◆ RECORDS FOR THE EXERCISE:
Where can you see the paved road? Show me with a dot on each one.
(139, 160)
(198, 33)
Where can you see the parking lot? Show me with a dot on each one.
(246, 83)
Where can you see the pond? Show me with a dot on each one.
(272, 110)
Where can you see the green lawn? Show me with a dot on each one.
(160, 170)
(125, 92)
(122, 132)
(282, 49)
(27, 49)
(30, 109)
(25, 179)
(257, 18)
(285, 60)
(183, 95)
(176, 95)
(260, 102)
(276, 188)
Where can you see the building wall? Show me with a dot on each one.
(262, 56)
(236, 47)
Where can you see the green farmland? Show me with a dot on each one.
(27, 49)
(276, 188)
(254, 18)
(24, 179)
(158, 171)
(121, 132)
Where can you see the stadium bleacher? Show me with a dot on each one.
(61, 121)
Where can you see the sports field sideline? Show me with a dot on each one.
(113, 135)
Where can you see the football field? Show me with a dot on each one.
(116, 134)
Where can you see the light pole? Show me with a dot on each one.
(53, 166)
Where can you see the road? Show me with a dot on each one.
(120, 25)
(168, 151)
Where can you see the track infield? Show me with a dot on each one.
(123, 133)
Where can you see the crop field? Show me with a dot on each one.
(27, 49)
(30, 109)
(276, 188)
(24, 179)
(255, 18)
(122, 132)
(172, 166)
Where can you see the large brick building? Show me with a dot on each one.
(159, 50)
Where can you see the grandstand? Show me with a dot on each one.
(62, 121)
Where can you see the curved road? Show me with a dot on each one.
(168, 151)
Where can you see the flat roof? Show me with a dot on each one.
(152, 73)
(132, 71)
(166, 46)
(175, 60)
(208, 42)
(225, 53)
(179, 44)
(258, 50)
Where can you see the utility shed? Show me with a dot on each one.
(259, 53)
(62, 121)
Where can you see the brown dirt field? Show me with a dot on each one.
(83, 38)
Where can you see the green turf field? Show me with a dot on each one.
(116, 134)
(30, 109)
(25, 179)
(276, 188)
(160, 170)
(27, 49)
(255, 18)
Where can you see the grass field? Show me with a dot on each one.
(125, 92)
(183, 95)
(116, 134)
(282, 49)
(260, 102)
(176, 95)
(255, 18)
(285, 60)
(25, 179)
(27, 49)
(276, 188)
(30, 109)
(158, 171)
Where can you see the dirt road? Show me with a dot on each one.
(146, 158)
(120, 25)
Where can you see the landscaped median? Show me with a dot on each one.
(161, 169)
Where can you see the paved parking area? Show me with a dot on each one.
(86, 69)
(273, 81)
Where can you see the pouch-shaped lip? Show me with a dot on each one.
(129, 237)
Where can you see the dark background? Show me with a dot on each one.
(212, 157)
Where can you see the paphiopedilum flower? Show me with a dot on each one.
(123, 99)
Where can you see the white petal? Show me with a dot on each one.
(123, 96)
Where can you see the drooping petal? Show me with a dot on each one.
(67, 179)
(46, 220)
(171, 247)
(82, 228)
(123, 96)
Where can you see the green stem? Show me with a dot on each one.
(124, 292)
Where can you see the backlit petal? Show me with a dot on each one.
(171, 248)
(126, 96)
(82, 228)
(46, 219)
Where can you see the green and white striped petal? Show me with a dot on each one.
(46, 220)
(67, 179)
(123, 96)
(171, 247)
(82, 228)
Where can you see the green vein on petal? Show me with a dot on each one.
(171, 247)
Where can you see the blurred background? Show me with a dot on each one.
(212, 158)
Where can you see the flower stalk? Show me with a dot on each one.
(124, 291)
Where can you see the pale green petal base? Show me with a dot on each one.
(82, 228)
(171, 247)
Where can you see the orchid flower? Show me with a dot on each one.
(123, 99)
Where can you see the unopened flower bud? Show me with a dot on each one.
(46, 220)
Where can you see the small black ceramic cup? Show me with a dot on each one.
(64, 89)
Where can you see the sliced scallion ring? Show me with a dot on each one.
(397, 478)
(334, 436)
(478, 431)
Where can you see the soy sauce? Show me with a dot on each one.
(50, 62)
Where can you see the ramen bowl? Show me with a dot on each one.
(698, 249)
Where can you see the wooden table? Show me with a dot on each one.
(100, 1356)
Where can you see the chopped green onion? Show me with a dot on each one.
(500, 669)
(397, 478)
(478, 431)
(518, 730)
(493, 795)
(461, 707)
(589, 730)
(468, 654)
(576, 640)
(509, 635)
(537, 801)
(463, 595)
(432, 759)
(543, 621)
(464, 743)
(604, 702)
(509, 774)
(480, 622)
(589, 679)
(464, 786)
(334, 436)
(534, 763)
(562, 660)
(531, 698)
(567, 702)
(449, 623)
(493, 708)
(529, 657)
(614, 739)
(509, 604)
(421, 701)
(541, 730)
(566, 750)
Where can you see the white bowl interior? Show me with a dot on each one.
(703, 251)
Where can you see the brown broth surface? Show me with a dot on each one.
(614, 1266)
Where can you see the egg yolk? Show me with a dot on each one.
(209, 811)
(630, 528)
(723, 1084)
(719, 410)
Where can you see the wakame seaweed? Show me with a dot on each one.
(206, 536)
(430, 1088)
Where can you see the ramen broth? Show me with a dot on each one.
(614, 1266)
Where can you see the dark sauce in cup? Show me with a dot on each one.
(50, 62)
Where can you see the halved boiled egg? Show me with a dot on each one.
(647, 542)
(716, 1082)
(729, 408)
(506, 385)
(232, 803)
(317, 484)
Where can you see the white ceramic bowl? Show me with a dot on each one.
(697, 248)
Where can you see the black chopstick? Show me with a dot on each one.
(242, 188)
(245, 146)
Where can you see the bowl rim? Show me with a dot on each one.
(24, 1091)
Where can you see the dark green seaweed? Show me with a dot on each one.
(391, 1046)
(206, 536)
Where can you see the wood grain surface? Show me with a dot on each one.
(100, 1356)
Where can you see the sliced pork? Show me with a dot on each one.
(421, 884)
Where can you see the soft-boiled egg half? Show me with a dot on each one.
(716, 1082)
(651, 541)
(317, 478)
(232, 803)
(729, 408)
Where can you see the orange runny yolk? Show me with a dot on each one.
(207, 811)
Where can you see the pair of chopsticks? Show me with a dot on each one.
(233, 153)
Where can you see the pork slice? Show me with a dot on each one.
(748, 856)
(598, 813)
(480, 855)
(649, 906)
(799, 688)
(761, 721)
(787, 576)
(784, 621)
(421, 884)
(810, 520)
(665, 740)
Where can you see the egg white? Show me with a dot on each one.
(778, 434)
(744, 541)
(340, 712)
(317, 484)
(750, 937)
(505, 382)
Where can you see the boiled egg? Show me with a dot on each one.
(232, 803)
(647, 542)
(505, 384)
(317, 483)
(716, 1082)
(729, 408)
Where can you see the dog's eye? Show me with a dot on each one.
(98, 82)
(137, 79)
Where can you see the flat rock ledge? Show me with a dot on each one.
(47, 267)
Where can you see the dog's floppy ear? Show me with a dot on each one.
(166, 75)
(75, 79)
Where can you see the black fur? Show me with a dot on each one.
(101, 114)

◆ HOW TO COMPLETE THIS TASK: All entries must come back exactly as they were written.

◆ WRITTEN SOLUTION:
Where can you see the paved road? Show me with a dot on each one.
(139, 160)
(198, 33)
Where can you see the parking lot? Show me with a dot on each one.
(246, 83)
Where can you see the pond? Show me with a dot on each one.
(272, 110)
Where can you see the green lawn? Show me with a dot on each one.
(160, 170)
(125, 92)
(122, 132)
(282, 49)
(27, 49)
(30, 109)
(25, 179)
(257, 18)
(285, 60)
(183, 95)
(176, 95)
(260, 102)
(276, 188)
Where can you see the building wall? Show me with a dot on each one.
(262, 56)
(236, 47)
Where can you see the green farmland? Show me with a dot on each one.
(27, 49)
(276, 188)
(254, 18)
(24, 179)
(158, 171)
(121, 132)
Where can you see the stadium bleacher? Show me with a dot on each one.
(61, 121)
Where can you see the sports field sideline? Show me with a dot on each one.
(113, 135)
Where can you see the football field? Show me with a dot on each one.
(116, 134)
Where can you see the light pole? Show me with a dot on each one.
(53, 166)
Where can you see the road? Show me with a dot on each one.
(120, 25)
(168, 151)
Where can you see the track infield? Show me with a dot on each one.
(123, 133)
Where can you see the crop field? Show me with a dot on each one.
(27, 49)
(30, 109)
(276, 188)
(24, 179)
(255, 18)
(122, 132)
(172, 166)
Where can you see the large brick building? Show me with a dot on each one.
(159, 50)
Where can you see the grandstand? Show me with a dot on each one.
(62, 121)
Where can you see the curved road? Show me with a dot on each one.
(168, 151)
Where can you see the flat roof? Show me with a dot on each one.
(152, 73)
(132, 71)
(166, 46)
(175, 60)
(208, 42)
(225, 53)
(179, 44)
(258, 50)
Where can you see the utility shed? Show me with a dot on each one.
(259, 53)
(62, 121)
Where can you see the brown dirt field? Show me with a dot on each one.
(83, 38)
Where can you see the green turf field? Show me with a dot on each one.
(116, 134)
(30, 109)
(25, 179)
(276, 188)
(160, 170)
(27, 49)
(255, 18)
Where can you see the grass field? Show me with a dot on each one.
(125, 92)
(183, 95)
(116, 134)
(282, 49)
(260, 102)
(176, 95)
(255, 18)
(285, 60)
(25, 179)
(27, 49)
(276, 188)
(30, 109)
(158, 171)
Where can you see the dirt road? Show me with a dot on each one.
(146, 158)
(120, 25)
Where can you see the landscaped median? Show me with a dot on each one.
(161, 169)
Where can you see the paved parking area? Show me with a dot on each one.
(86, 69)
(273, 81)
Where can you see the pouch-shaped lip? Show me with a dot on each one.
(129, 237)
Where can you see the dark background? Show me with a dot on each one.
(212, 157)
Where can you see the paphiopedilum flower? Show me with a dot on each one.
(123, 99)
Where can you see the white petal? Show me with a dot on each one.
(123, 96)
Where can you see the drooping petal? Show me with a dot on each one.
(67, 179)
(46, 220)
(171, 247)
(82, 228)
(123, 96)
Where can you see the green stem? Show me with a dot on each one.
(124, 292)
Where can you see the backlit petal? Show me with a dot on each one.
(171, 248)
(126, 96)
(82, 228)
(46, 219)
Where can you see the green and white striped petal? Show me with a dot on each one.
(46, 220)
(67, 179)
(123, 96)
(171, 247)
(82, 228)
Where can you see the green vein on petal? Show me with a dot on each one.
(171, 247)
Where can you see the blurred background? Show me with a dot on each one.
(212, 158)
Where can you see the flower stalk? Show me with a dot on each one.
(124, 291)
Where can you see the pale green petal base? Show me with a dot on each one.
(82, 228)
(171, 247)
Where can you see the orchid flower? Show me with a dot on each one.
(123, 99)
Where can you see the unopened flower bud? Show me with a dot on each one.
(46, 220)
Where can you see the small black ceramic cup? Show me with a dot on each one.
(64, 89)
Where can you see the sliced scallion ring? Show me with a dot on each one.
(397, 478)
(334, 436)
(478, 431)
Where can you see the soy sauce? Show me with a dot on each one.
(50, 62)
Where can you see the ramen bowl? Show me with a dot on each one.
(698, 249)
Where can you see the wooden table? Show me with a dot on each one.
(100, 1356)
Where can you see the chopped green onion? Show me with a dot on each one.
(500, 669)
(397, 478)
(478, 431)
(518, 730)
(493, 795)
(461, 707)
(589, 730)
(468, 654)
(576, 640)
(509, 635)
(537, 801)
(463, 595)
(432, 759)
(543, 621)
(464, 743)
(604, 702)
(509, 774)
(480, 622)
(589, 679)
(464, 786)
(334, 436)
(534, 763)
(562, 660)
(531, 698)
(567, 702)
(449, 623)
(493, 708)
(529, 657)
(614, 739)
(509, 604)
(421, 701)
(541, 730)
(566, 750)
Where can you see the white bowl interior? Show me with a dot on each one.
(703, 251)
Where can you see the brown broth surface? Show me with a dot on each one.
(614, 1266)
Where can you see the egg yolk? Show me with a dot on each one.
(209, 811)
(630, 528)
(723, 1084)
(719, 410)
Where can you see the wakame seaweed? Show me with a dot on each one.
(206, 536)
(430, 1088)
Where can you see the ramen broth? Show me with a dot on each one.
(614, 1266)
Where can you see the dark sauce in cup? Show me with a dot on each one.
(50, 62)
Where can you see the halved boiled egg? Show me with a dot on each one.
(647, 542)
(716, 1082)
(729, 408)
(506, 385)
(232, 803)
(317, 484)
Where can you see the white ceramic bowl? Show me with a dot on each one.
(697, 248)
Where can you see the black chopstick? Show me with a dot on each one.
(242, 188)
(245, 146)
Where can you see the bowl rim? Show me with a dot on each one.
(24, 1091)
Where can you see the dark green seaweed? Show me with a dot on each one.
(391, 1046)
(206, 536)
Where can you see the wood grain surface? Show me with a dot on each one.
(100, 1356)
Where can you see the sliced pork? Show me with a dot on each one.
(421, 884)
Where can you see the soft-boiled egg half? Show me with a dot on each one.
(716, 1082)
(651, 541)
(317, 478)
(232, 803)
(729, 408)
Where can you see the orange runny yolk? Show me with a dot on each one.
(207, 811)
Where can you see the pair of chopsticks? Show me with a dot on each one.
(233, 153)
Where can you see the pork slice? Show me with a dot on each one.
(748, 856)
(598, 813)
(480, 855)
(649, 906)
(799, 688)
(761, 721)
(787, 576)
(784, 621)
(421, 884)
(810, 520)
(665, 740)
Where can you see the egg white? Show me with a dot on each one.
(778, 434)
(744, 541)
(340, 712)
(317, 484)
(750, 937)
(505, 382)
Where can you see the boiled egg? Show me with a dot on each one.
(232, 803)
(647, 542)
(505, 384)
(317, 483)
(716, 1082)
(729, 408)
Where can you see the dog's eye? Show me with a dot on each one.
(98, 82)
(137, 79)
Where can you see the flat rock ledge? Show me with a dot on each one.
(47, 267)
Where can you see the dog's floppy ear? Show me with a dot on each one.
(166, 75)
(75, 79)
Where can you see the black fur? Show me with a dot on each one.
(101, 114)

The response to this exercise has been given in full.